[Data listing]
>> START
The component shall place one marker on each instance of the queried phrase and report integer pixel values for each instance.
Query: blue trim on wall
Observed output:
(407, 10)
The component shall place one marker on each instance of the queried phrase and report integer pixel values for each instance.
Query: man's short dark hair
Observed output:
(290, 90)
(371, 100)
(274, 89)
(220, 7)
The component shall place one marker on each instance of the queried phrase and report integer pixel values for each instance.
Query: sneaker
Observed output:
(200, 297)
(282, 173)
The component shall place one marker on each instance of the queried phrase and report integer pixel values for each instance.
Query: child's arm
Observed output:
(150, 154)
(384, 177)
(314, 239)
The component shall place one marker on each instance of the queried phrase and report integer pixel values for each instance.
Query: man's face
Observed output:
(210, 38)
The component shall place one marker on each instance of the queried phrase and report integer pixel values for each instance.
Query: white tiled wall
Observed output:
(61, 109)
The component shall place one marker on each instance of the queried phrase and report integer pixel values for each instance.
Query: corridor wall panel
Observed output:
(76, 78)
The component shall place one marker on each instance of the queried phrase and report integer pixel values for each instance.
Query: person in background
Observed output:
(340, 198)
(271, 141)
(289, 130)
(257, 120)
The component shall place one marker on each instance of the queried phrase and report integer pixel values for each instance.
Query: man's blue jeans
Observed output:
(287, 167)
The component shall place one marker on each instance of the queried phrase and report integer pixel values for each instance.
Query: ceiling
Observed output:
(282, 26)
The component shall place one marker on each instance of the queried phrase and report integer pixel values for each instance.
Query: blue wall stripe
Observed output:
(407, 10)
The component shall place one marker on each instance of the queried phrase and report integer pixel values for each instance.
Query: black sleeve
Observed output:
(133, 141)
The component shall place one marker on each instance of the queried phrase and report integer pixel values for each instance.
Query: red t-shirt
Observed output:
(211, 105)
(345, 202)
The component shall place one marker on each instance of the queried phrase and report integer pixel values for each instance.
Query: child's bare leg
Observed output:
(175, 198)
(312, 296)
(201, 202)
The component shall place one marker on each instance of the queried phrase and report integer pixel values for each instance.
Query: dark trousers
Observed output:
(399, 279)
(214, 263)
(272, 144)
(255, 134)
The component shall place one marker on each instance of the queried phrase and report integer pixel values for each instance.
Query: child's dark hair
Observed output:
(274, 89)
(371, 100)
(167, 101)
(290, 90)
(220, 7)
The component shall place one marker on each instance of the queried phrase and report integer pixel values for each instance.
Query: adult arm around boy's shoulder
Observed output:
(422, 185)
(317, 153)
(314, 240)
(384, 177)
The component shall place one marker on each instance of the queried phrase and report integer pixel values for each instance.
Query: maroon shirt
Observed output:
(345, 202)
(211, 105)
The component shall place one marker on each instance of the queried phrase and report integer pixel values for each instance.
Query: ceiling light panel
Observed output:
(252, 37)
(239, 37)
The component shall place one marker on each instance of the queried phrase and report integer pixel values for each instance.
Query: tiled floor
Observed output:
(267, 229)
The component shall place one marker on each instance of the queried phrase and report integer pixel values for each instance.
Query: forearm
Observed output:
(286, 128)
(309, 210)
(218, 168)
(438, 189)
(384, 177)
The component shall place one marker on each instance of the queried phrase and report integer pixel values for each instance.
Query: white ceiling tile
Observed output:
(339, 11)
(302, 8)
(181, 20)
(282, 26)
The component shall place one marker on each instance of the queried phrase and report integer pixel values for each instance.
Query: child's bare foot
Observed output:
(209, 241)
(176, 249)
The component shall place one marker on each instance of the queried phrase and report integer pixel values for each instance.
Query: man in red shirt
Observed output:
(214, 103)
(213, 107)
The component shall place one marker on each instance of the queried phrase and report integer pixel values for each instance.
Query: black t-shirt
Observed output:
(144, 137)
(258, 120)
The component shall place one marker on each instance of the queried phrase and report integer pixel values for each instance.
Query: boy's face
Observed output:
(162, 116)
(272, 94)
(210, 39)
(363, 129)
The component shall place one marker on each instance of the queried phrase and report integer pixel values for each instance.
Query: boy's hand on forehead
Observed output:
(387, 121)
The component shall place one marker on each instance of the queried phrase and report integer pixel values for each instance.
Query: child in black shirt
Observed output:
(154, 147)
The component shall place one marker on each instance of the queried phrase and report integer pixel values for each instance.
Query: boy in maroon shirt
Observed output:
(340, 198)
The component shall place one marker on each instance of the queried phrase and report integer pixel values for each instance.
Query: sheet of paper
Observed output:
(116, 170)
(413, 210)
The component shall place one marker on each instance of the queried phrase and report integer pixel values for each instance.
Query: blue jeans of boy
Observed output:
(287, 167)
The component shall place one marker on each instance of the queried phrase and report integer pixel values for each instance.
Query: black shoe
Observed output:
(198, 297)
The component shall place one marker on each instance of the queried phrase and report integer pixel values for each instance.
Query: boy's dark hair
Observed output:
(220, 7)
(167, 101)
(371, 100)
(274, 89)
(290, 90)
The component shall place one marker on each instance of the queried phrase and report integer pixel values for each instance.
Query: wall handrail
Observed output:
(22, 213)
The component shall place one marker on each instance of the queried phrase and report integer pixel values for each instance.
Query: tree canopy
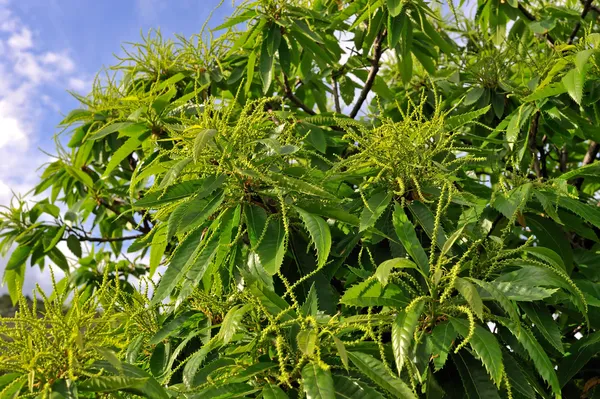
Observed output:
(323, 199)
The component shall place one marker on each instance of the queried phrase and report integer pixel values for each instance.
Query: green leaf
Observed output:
>> END
>> START
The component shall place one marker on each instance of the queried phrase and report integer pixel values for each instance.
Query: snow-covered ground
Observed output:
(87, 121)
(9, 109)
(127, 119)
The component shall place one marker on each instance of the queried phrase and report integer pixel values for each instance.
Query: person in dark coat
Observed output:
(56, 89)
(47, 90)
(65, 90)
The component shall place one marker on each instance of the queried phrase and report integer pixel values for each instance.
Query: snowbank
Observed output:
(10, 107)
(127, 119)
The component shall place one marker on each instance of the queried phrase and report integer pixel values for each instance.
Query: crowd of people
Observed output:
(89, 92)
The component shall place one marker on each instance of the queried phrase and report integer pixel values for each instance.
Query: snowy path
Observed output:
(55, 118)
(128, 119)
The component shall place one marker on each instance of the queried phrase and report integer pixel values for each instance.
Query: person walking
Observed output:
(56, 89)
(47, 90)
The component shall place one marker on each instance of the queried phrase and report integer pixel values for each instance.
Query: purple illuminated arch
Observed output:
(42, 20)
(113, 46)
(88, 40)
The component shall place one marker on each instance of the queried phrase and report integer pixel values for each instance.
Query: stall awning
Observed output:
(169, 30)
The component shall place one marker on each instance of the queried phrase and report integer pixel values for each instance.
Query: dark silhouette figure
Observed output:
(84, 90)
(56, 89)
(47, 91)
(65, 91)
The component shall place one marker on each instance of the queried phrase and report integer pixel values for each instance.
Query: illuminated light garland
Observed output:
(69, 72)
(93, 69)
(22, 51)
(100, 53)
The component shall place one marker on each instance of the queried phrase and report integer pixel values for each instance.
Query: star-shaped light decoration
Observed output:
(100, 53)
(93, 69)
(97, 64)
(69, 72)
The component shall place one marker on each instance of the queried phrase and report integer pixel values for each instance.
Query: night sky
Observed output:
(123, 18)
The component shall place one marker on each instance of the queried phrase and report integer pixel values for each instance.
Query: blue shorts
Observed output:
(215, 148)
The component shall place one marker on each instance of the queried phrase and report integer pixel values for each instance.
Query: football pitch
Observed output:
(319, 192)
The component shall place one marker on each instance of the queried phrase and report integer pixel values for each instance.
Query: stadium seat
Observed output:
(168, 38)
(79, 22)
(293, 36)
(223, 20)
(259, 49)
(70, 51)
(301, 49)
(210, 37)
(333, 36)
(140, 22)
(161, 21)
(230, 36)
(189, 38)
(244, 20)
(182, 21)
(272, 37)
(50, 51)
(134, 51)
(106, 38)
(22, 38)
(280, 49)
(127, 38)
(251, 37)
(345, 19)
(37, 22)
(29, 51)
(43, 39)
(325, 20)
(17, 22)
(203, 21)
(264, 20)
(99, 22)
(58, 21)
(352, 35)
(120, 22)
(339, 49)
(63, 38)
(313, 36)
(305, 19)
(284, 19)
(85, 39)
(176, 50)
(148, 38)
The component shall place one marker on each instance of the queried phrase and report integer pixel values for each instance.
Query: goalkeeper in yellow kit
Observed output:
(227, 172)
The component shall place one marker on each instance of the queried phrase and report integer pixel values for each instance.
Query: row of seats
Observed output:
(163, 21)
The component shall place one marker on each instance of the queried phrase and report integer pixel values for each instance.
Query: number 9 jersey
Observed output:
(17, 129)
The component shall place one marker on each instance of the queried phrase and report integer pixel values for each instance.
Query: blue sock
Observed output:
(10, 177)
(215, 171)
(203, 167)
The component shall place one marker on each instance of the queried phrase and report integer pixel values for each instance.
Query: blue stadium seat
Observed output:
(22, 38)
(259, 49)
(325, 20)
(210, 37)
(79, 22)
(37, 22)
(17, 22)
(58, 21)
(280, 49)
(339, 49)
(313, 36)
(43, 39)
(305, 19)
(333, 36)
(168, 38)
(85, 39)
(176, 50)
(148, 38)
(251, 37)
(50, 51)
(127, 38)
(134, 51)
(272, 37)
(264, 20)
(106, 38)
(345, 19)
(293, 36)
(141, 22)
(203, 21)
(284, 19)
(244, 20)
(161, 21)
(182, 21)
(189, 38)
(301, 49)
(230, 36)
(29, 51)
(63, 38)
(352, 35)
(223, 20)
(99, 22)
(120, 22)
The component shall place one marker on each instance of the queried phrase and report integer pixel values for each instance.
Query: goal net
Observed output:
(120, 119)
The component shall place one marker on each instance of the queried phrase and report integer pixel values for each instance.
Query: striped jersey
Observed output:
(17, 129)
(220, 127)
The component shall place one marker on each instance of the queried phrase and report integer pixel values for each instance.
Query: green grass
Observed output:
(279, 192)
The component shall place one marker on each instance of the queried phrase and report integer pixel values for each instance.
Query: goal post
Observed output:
>> END
>> START
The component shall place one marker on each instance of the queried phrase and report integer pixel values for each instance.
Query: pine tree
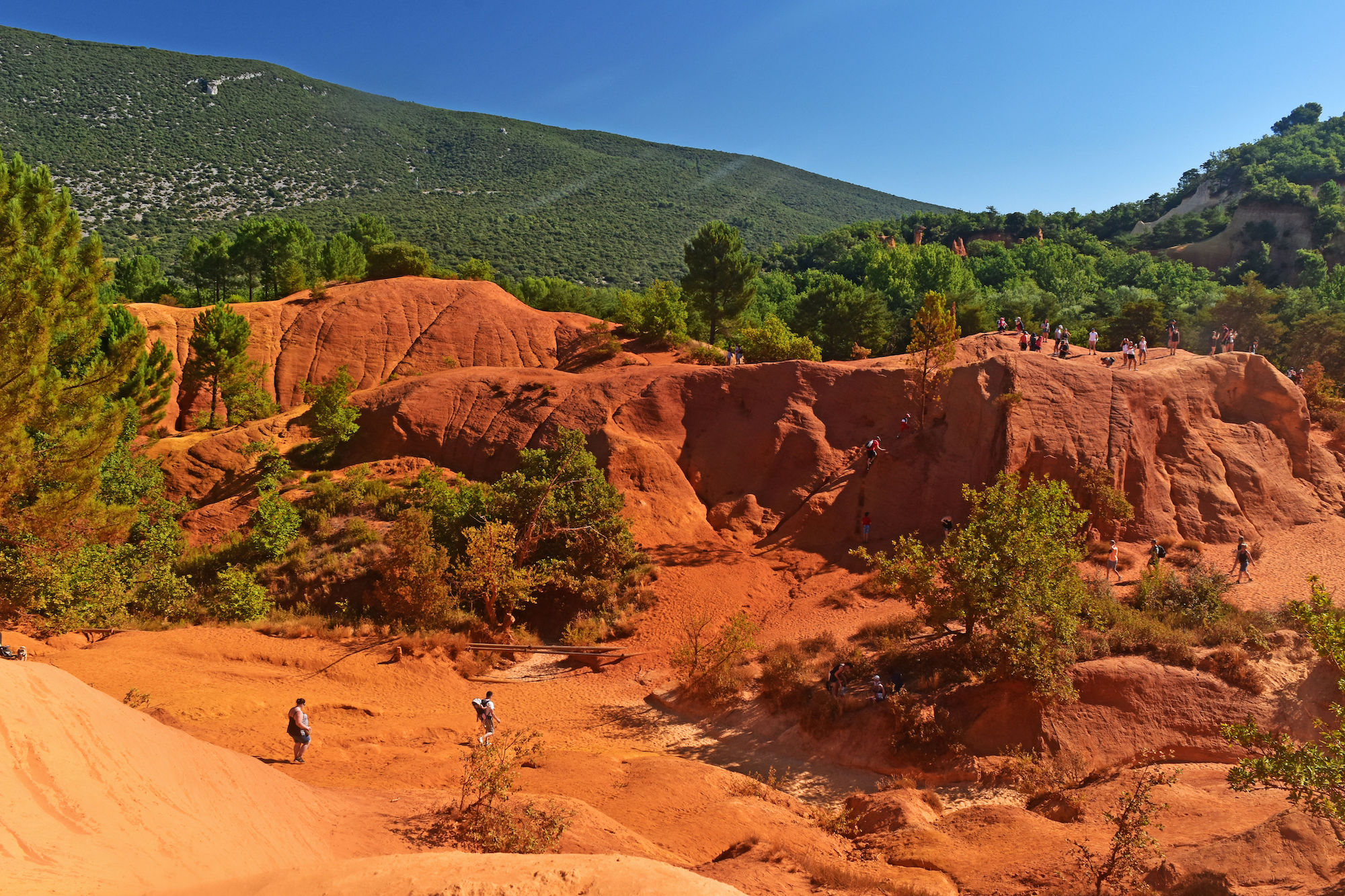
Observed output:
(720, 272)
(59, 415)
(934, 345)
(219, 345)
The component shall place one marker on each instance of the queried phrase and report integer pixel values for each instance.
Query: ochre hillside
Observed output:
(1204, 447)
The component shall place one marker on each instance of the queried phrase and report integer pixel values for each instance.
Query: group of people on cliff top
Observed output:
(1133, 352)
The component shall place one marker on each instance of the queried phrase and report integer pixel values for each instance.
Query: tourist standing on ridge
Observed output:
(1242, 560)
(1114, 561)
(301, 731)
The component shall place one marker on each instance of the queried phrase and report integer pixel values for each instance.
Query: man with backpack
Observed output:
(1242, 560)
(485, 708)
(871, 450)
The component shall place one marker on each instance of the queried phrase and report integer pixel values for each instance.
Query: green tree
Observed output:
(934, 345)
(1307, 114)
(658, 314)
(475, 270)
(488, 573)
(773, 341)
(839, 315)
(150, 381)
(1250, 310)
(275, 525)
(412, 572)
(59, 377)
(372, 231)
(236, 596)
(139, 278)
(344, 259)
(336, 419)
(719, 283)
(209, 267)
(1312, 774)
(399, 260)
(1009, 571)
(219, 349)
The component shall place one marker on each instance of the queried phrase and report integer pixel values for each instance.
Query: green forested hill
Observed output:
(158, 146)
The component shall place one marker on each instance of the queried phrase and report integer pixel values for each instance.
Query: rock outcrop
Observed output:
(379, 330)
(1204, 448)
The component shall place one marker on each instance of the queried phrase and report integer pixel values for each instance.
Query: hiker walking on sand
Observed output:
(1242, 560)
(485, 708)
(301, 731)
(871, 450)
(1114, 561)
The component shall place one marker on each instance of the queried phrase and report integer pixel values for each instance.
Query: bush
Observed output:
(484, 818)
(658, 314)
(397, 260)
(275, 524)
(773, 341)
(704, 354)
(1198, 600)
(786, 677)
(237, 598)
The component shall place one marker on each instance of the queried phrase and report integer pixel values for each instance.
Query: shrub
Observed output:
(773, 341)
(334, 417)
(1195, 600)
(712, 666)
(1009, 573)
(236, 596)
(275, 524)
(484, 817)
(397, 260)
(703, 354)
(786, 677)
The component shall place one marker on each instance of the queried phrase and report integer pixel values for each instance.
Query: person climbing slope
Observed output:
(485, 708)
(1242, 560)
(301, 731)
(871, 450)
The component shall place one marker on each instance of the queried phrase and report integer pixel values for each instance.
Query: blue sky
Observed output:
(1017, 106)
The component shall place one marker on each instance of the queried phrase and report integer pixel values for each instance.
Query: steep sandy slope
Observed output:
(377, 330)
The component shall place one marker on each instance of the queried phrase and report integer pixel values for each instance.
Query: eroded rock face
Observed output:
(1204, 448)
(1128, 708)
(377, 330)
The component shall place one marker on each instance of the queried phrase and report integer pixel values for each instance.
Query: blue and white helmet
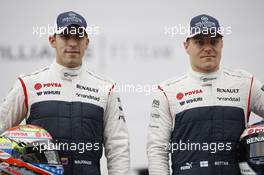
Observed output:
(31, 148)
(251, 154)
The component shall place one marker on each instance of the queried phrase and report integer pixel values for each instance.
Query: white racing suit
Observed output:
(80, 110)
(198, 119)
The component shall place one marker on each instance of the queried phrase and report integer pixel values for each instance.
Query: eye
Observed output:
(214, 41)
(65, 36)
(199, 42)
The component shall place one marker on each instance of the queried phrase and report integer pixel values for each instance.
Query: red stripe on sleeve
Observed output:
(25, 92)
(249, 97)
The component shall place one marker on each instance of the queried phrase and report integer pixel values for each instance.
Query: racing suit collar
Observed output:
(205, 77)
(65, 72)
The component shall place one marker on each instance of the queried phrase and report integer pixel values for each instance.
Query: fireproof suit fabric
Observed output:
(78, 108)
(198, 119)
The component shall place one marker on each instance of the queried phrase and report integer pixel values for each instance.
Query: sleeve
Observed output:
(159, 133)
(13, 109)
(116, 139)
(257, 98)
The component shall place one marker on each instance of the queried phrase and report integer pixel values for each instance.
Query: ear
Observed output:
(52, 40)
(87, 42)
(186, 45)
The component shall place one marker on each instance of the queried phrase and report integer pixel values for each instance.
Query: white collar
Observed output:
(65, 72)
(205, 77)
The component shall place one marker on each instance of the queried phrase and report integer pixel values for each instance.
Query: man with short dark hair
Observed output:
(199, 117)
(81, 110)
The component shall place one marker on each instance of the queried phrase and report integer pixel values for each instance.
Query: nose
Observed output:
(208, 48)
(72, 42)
>> END
_GOAL OF THE EXERCISE_
State how many lines of the material above contain the word "ceiling", giving only the number. Case counts.

_CORRECT RESPONSE_
3